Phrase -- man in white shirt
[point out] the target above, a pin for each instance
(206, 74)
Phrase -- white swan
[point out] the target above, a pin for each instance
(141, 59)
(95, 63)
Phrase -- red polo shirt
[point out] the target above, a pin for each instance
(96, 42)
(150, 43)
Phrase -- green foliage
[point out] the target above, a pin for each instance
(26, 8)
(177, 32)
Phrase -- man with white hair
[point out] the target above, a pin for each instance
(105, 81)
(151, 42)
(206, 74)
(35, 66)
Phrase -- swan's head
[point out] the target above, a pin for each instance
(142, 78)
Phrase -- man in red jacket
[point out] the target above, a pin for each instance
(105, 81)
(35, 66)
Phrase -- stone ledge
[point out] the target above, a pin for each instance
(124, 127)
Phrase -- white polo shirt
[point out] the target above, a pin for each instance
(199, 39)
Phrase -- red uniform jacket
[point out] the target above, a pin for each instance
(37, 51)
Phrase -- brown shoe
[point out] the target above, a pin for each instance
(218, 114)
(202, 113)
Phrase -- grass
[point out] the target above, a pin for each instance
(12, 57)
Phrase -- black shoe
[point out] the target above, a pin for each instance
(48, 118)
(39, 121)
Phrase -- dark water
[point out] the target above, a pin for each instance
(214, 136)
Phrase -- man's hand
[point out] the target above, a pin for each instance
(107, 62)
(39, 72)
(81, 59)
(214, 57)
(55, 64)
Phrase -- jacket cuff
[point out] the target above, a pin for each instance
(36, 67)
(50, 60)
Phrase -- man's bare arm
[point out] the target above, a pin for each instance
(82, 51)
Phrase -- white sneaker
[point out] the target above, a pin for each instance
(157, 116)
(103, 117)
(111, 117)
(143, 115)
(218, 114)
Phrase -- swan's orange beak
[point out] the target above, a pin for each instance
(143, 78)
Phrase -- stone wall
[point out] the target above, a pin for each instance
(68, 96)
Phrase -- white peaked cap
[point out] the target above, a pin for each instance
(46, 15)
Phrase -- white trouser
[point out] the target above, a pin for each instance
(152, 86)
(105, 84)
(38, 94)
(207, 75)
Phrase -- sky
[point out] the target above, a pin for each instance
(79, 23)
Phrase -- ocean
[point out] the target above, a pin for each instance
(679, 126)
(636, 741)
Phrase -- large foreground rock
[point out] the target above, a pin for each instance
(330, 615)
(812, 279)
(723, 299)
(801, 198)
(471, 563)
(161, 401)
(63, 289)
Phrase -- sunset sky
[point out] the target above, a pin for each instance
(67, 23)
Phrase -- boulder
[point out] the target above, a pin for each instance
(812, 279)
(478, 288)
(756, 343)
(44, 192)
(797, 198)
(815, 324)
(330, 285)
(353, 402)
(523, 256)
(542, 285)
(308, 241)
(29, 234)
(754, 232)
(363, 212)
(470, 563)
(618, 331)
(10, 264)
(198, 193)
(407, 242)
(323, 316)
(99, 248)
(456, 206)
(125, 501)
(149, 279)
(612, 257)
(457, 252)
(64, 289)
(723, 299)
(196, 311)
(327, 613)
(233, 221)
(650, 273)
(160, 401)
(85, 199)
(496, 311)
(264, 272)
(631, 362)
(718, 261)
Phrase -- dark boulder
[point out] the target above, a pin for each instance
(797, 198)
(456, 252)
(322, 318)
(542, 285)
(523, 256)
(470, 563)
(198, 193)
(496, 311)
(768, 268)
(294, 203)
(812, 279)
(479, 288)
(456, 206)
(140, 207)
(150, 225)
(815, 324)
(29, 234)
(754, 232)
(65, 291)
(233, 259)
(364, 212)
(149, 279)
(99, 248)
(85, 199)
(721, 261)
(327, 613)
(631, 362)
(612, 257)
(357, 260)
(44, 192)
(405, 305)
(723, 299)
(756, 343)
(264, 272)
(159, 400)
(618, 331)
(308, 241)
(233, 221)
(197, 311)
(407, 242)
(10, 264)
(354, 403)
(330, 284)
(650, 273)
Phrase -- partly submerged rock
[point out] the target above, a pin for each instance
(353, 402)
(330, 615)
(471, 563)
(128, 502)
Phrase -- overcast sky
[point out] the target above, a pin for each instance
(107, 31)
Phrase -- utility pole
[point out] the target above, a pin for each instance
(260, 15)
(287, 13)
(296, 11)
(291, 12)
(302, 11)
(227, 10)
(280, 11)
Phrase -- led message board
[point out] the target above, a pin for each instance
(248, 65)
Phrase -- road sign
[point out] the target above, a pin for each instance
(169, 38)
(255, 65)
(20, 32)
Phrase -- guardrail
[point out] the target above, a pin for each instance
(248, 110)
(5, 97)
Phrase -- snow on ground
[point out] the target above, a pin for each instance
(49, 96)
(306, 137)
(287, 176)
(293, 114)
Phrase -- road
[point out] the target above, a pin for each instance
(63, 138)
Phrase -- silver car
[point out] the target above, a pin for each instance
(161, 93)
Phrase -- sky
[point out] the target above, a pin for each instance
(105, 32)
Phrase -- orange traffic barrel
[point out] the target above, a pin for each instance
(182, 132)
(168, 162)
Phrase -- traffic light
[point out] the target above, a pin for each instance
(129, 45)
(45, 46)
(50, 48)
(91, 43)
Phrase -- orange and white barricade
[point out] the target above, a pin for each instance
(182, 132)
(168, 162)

-*-

Exercise:
Give an exact copy of the lines above, from the top of the records to the line that contains "Phrase -- red uniform jacket", taking in both ends.

Answer to this task:
Phrase -- man in white shirt
[point out] the target above, a pin for each instance
(206, 74)
Phrase -- white swan
[point out] the target above, a pin for each instance
(141, 59)
(95, 63)
Phrase -- red polo shirt
[point out] the target above, a pin for each instance
(96, 42)
(150, 43)
Phrase -- green foliage
[point out] the target above, a pin for each instance
(26, 8)
(177, 32)
Phrase -- man with white hair
[point out] the target above, a pin for each instance
(105, 81)
(151, 42)
(206, 74)
(35, 66)
Phrase -- swan's head
[point out] the target above, a pin for each instance
(142, 78)
Phrase -- man in red jacket
[point out] the target above, a pin for each instance
(105, 81)
(35, 66)
Phrase -- stone ledge
[point out] the target above, a pin for each instance
(124, 127)
Phrase -- white polo shirt
[point out] the target above, a pin for each instance
(199, 39)
Phrase -- red uniform jacket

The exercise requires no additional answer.